### TRECHO DO TEXTO
──────────────────────────────
Quanto aos juros de mora, incidem segundo a remuneração oficial da caderneta de poupança (art. 1º-F da Lei 9.494/97, com redação dada pela Lei n. 11.960/2009).
Em face do exposto, dou parcial provimento à apelação do INSS, apenas para fixar o termo inicial do benefício a partir da citação.
É como voto.
Desembargador Federal MORAIS DA ROCHA
Relator

PODER JUDICIÁRIO
Tribunal Regional Federal da 1ª Região
Gab. 01 - DESEMBARGADOR FEDERAL MORAIS DA ROCHA
Processo Judicial Eletrônico
APELAÇÃO CÍVEL (198) 1018697-86.2020.4.01.0000
RELATOR: Des. MORAIS DA ROCHA
APELANTE: INSTITUTO NACIONAL DO SEGURO SOCIAL - INSS
APELADO: DOMINGOS NOGUEIRA DA GRACA
Advogado do(a) APELADO: JONES WASHINGTON DE SOUZA CRUZ - RO5326-A
E M E N T A
PREVIDENCIÁRIO. PROCESSUAL CIVIL. AUXÍLIO-DOENÇA. TRABALHADOR RURAL. INÍCIO DE PROVA MATERIAL, CORROBORADO POR PROVA TESTEMUNHAL. DIB A PARTIR DA CITAÇÃO. APELAÇÃO PARCIALMENTE PROVIDA.
1. A sentença proferida na vigência do CPC/2015 não está sujeita à remessa necessária, pois a condenação nela imposta não tem o potencial de ultrapassar o limite previsto no art. 496, § 3º, do novo CPC.
2. Trata-se de ação proposta em Mutirão Previdenciário na comunidade Descanso Rio-Madeira, em 12/09/2015, tendo sido feito protocolo itinerante, o que dispensa o prévio requerimento administrativo, conforme decidido pelo e. STF em repercussão geral no julgamento do RE n. 631.240.
3. Os requisitos indispensáveis para a concessão do benefício previdenciário de auxílio-doença ou aposentadoria por invalidez são: a) a qualidade de segurado; b) a carência de 12 (doze) contribuições mensais, salvo nas hipóteses previstas no art. 26, II, da Lei n. 8.213/91; c) a incapacidade parcial ou total e temporária (auxílio-doença) ou permanente e total (aposentadoria por invalidez) para atividade laboral.
4. O reconhecimento da qualidade de segurado especial desafia o preenchimento dos seguintes requisitos fundamentais: a existência de início de prova material da atividade rural exercida e a corroboração dessa prova indiciária por robusta prova testemunhal.
──────────────────────────────
[Dados extraídos de uma coleção]
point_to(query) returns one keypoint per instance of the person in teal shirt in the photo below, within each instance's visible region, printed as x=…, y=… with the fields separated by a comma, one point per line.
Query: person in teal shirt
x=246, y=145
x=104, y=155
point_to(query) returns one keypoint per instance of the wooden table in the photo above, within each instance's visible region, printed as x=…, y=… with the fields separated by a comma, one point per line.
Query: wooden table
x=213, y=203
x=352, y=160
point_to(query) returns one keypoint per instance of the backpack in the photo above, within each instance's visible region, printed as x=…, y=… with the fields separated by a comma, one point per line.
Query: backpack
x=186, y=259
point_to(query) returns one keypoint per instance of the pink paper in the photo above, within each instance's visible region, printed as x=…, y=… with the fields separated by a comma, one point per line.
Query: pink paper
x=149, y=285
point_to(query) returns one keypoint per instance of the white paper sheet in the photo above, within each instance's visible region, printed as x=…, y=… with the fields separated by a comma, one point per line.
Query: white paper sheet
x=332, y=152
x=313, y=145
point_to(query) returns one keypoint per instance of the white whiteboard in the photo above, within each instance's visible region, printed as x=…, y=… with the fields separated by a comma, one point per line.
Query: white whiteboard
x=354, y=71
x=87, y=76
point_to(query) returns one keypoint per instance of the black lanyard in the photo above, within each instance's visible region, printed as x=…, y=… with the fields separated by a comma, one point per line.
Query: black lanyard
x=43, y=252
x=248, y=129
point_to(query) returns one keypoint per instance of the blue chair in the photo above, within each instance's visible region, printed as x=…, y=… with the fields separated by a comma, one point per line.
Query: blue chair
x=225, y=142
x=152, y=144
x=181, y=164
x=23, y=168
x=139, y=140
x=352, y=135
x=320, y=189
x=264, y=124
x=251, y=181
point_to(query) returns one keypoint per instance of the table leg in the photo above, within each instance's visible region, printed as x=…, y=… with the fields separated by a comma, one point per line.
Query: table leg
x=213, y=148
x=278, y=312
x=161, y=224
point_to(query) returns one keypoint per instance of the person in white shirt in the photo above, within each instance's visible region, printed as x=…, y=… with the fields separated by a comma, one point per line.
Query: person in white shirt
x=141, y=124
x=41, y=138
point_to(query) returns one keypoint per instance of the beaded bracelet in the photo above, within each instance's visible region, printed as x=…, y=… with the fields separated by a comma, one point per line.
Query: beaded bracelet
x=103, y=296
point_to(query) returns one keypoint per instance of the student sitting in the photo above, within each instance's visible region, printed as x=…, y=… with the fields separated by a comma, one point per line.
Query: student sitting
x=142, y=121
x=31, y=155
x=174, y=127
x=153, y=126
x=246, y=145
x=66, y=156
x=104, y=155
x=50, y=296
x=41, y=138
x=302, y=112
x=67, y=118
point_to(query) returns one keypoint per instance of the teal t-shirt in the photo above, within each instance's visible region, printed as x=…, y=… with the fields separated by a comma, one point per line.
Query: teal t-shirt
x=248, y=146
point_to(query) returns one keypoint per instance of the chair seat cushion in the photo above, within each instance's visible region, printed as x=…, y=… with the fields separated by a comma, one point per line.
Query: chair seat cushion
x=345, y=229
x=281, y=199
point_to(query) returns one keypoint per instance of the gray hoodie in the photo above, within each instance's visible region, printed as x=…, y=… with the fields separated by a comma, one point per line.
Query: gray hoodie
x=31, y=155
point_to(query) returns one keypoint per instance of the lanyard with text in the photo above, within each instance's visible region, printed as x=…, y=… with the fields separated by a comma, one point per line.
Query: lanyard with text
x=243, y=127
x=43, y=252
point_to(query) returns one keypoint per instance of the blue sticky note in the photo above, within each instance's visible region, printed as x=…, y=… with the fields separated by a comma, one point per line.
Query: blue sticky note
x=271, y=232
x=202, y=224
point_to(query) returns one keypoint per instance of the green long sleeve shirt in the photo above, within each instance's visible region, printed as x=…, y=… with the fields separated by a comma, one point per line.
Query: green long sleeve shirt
──────────────────────────────
### TAREFAS A REALIZAR
1. Traduza para o inglês a seguinte frase do acórdão: "Em face do exposto, dou parcial provimento à apelação do INSS, apenas para fixar o termo inicial do benefício a partir da citação."
2. Substitua "robusta" por "consistente" na passagem do acórdão que vai de "3. Os requisitos" até "robusta prova testemunhal." e escreva essa passagem com a troca feita.
3. Dê prosseguimento ao acórdão sobre o auxílio-doença de trabalhador rural a partir do ponto em que ele termina.

### RESPOSTAS ÀS TAREFAS
1. In view of the foregoing, I partially grant the INSS's appeal, solely to set the starting date of the benefit as of the service of process.

2.
3. Os requisitos indispensáveis para a concessão do benefício previdenciário de auxílio-doença ou aposentadoria por invalidez são: a) a qualidade de segurado; b) a carência de 12 (doze) contribuições mensais, salvo nas hipóteses previstas no art. 26, II, da Lei n. 8.213/91; c) a incapacidade parcial ou total e temporária (auxílio-doença) ou permanente e total (aposentadoria por invalidez) para atividade laboral.
4. O reconhecimento da qualidade de segurado especial desafia o preenchimento dos seguintes requisitos fundamentais: a existência de início de prova material da atividade rural exercida e a corroboração dessa prova indiciária por consistente prova testemunhal.

3.
5. O despacho de designação da audiência de instrução e julgamento determinou, ainda, que o autor procedesse à juntada dos documentos que comprovassem sua condição de segurado especial. Após ciência de tal decisão, houve manifestação do INSS para que fosse deferida nova vista dos autos, após a juntada dos documentos.
6. Com o propósito de apresentar o início razoável de prova material de sua condição de segurado especial, o autor juntou aos autos os seguintes documentos: ficha epidemiológica, fazendo menção à condição de rural do autor; certidão de nascimento do autor, datada de 2002, com referência ao registro de nascimento feito em 1993 (o autor nasceu em 1965 e foi o próprio declarante), nascido em Lugar de Boa Vista – Lago do Acará; certidão de nascimento de sua filha, registrada em 1992, nascida em 1990 em Primavera – Lago do Acará. Tais documentos, acrescidos do fato de ter sido o autor ouvido em sua própria comunidade e ter sido proposta a ação em mutirão itinerante, configuram o início de prova material, os quais foram corroborados pela prova testemunhal, comprovando a sua qualidade de segurado especial.
7. A perícia médica, realizada em novembro/2011, constatou que o autor teve hanseníase no ano de 2000, por 2 anos, ficando com sequela desde então, com neuropatia em membro superior esquerdo que piora com esforço físico. Concluiu pela incapacidade multiprofissional e permanente, desde janeiro/2000, pois paciente ribeirinho está impossibilitado de exercer atividades laborais com exposição solar, desgastantes, exaustivas ou que requer esforço físico, necessitando de acompanhamento e tratamento especializado contínuo.
8. Termo inicial do benefício deve ser fixado a partir da citação, à míngua do prévio requerimento administrativo.
9. Correção monetária e juros de mora nos termos do Manual de Cálculos da Justiça Federal.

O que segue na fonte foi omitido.